Task details =>
Render every line of the material below as a numbered list, omitting any blank lines.

Annotation dataset entries:

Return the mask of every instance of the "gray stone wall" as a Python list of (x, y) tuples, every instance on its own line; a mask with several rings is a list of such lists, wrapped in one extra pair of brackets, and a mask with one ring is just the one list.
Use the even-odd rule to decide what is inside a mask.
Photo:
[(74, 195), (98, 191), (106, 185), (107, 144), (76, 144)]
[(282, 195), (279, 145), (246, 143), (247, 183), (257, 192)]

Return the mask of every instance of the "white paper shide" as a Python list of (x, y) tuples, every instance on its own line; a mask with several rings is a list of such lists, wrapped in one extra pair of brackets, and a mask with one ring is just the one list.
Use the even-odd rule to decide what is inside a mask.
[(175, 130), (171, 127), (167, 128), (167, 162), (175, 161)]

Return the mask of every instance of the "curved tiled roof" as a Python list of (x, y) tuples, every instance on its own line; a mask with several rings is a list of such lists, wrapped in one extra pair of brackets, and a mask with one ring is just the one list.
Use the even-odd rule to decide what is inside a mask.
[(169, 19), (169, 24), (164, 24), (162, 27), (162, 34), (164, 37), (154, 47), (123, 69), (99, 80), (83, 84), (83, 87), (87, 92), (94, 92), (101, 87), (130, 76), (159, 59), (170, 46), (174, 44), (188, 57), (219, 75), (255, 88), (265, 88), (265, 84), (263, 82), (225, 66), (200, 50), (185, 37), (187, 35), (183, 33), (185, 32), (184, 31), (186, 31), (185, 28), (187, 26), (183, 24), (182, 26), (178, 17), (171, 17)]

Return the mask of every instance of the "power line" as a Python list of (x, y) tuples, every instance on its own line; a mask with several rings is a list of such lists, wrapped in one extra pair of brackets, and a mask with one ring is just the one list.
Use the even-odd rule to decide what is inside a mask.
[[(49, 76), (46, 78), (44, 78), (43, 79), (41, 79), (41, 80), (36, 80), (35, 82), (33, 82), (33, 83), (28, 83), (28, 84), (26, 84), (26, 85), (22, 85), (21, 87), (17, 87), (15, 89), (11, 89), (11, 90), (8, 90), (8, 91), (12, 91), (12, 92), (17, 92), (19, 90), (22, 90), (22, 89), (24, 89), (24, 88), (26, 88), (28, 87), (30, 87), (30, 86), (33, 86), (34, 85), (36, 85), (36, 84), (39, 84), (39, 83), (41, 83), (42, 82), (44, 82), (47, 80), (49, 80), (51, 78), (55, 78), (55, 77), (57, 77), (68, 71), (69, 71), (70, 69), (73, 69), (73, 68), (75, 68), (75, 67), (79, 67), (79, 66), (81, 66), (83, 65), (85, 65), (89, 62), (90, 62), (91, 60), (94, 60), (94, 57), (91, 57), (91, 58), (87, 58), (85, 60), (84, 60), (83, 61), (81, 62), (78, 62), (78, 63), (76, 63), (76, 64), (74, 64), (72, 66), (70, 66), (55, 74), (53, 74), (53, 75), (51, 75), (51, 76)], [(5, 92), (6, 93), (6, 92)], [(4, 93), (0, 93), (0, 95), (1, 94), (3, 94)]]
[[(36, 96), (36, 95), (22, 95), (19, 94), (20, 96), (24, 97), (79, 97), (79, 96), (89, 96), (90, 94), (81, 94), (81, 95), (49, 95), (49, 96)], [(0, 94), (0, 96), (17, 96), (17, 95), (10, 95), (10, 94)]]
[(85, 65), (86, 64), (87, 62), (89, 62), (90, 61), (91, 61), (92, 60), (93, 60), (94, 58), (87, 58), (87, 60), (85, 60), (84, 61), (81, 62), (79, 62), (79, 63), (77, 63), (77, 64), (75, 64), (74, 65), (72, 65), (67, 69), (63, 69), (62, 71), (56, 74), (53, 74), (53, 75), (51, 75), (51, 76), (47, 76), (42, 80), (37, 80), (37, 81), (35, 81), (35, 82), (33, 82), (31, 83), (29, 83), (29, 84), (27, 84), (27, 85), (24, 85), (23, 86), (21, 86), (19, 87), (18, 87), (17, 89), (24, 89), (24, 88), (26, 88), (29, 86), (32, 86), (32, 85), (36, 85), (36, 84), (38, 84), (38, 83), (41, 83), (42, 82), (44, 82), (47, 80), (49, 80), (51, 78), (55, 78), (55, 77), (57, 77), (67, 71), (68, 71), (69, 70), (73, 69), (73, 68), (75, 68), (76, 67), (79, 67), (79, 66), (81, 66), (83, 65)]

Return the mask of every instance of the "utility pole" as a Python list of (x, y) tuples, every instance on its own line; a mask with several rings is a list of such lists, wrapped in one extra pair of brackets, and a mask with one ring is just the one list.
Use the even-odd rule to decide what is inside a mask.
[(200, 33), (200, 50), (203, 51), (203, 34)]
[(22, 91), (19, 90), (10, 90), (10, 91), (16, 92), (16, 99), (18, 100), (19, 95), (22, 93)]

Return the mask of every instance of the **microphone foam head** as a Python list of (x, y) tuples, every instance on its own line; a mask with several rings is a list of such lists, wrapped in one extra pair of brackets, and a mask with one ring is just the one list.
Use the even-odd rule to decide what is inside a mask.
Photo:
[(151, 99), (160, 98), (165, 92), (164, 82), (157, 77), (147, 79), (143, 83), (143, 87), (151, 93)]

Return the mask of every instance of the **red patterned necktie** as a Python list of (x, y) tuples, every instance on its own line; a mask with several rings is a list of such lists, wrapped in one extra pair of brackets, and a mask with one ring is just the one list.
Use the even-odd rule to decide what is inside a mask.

Answer to this problem =>
1. Return the mask of every instance of the "gray stone wall" as a Python list of (x, y) tuples, every instance on its own line; a mask with several rings is a list of such lists, wrapped in one extra pair of brackets, and a mask with one ring is just the one list.
2. Use the even-odd rule to decide what is inside a mask.
3. Photo:
4. [(74, 195), (98, 191), (106, 185), (107, 144), (76, 144)]
5. [(282, 195), (279, 145), (246, 143), (247, 183), (257, 192)]
6. Return the mask of every instance of the "white paper shide" as a Python list of (x, y) tuples, every instance on its own line; a mask with several rings is a list of such lists, wrapped in one extra pair of brackets, and a mask with one ring is just the one list.
7. Use the even-odd rule to decide what is inside a mask.
8. [(175, 130), (171, 127), (167, 128), (167, 162), (175, 161)]
9. Return the mask of every instance of the "curved tiled roof" as a Python list of (x, y) tuples, every instance on its own line; a mask with several rings is a list of such lists, wrapped in one extra pair of brackets, and a mask with one ring is just the one list.
10. Use the even-odd rule to decide what is inside a mask.
11. [(169, 19), (169, 24), (164, 24), (162, 27), (162, 34), (164, 37), (154, 47), (123, 69), (99, 80), (83, 84), (83, 87), (87, 92), (94, 92), (101, 87), (130, 76), (159, 59), (170, 46), (174, 44), (188, 57), (219, 75), (255, 88), (265, 88), (265, 84), (263, 82), (225, 66), (200, 50), (185, 37), (187, 35), (183, 33), (185, 32), (184, 31), (186, 31), (185, 28), (187, 26), (183, 24), (182, 26), (178, 17), (171, 17)]
12. Return the mask of every instance of the "power line" as a Python list of (x, y) tuples, every instance on its own line; a mask with several rings is a list of such lists, wrapped in one extra pair of brackets, and a mask with one ring is just the one list.
13. Use the even-odd rule to decide what is inside a mask.
14. [[(49, 76), (46, 78), (44, 78), (43, 79), (41, 79), (41, 80), (36, 80), (35, 82), (33, 82), (33, 83), (28, 83), (28, 84), (26, 84), (26, 85), (22, 85), (21, 87), (17, 87), (15, 89), (11, 89), (11, 90), (8, 90), (8, 91), (12, 91), (12, 92), (17, 92), (19, 90), (22, 90), (22, 89), (24, 89), (24, 88), (26, 88), (28, 87), (30, 87), (30, 86), (33, 86), (34, 85), (36, 85), (36, 84), (39, 84), (39, 83), (41, 83), (42, 82), (44, 82), (47, 80), (49, 80), (51, 78), (55, 78), (55, 77), (57, 77), (68, 71), (69, 71), (70, 69), (73, 69), (73, 68), (75, 68), (75, 67), (79, 67), (79, 66), (81, 66), (83, 65), (85, 65), (89, 62), (90, 62), (91, 60), (94, 60), (94, 57), (91, 57), (91, 58), (87, 58), (85, 60), (84, 60), (83, 61), (81, 62), (78, 62), (78, 63), (76, 63), (76, 64), (74, 64), (72, 66), (70, 66), (55, 74), (53, 74), (53, 75), (51, 75), (51, 76)], [(5, 92), (6, 93), (6, 92)], [(4, 93), (0, 93), (0, 95), (1, 94), (3, 94)]]
15. [[(36, 96), (36, 95), (22, 95), (19, 94), (20, 96), (24, 97), (79, 97), (79, 96), (89, 96), (90, 94), (81, 94), (81, 95), (49, 95), (49, 96)], [(0, 94), (0, 96), (17, 96), (17, 95), (10, 95), (10, 94)]]
16. [(85, 65), (86, 64), (87, 62), (89, 62), (90, 61), (91, 61), (92, 60), (93, 60), (94, 58), (87, 58), (87, 60), (85, 60), (84, 61), (81, 62), (79, 62), (79, 63), (77, 63), (77, 64), (75, 64), (74, 65), (72, 65), (67, 69), (63, 69), (62, 71), (56, 74), (53, 74), (53, 75), (51, 75), (51, 76), (47, 76), (42, 80), (37, 80), (37, 81), (35, 81), (35, 82), (33, 82), (31, 83), (29, 83), (29, 84), (27, 84), (27, 85), (24, 85), (23, 86), (21, 86), (19, 87), (18, 87), (17, 89), (24, 89), (24, 88), (26, 88), (29, 86), (32, 86), (32, 85), (36, 85), (36, 84), (38, 84), (38, 83), (41, 83), (42, 82), (44, 82), (47, 80), (49, 80), (51, 78), (55, 78), (55, 77), (57, 77), (67, 71), (68, 71), (69, 70), (73, 69), (73, 68), (75, 68), (76, 67), (79, 67), (79, 66), (81, 66), (83, 65)]
17. Return the mask of every instance of the "utility pole" as a Python list of (x, y) tuples, every instance on its own line; a mask with several rings is a list of such lists, wrapped in one extra pair of brackets, and a mask with one ring is just the one list.
18. Use the even-odd rule to decide what is inside a mask.
19. [(200, 33), (200, 50), (203, 51), (203, 34)]
20. [(22, 91), (19, 90), (10, 90), (10, 91), (16, 92), (16, 99), (18, 100), (19, 95), (22, 93)]
21. Return the mask of every instance of the **microphone foam head** as a Python list of (x, y) tuples, every instance on its own line; a mask with several rings is a list of such lists, wrapped in one extra pair of brackets, and a mask with one ring is just the one list.
22. Use the even-odd rule to decide what is inside a mask.
23. Photo:
24. [(151, 99), (160, 98), (165, 92), (164, 82), (157, 77), (147, 79), (143, 83), (143, 87), (151, 93)]
25. Return the mask of every instance of the **red patterned necktie** as a Python list of (x, y) tuples, every instance on its own line; a mask with several rings is a list of such lists, wrapped in one extra pair of brackets, and a mask with one ring is just the one list.
26. Use the even-odd rule to decide what is inside a mask.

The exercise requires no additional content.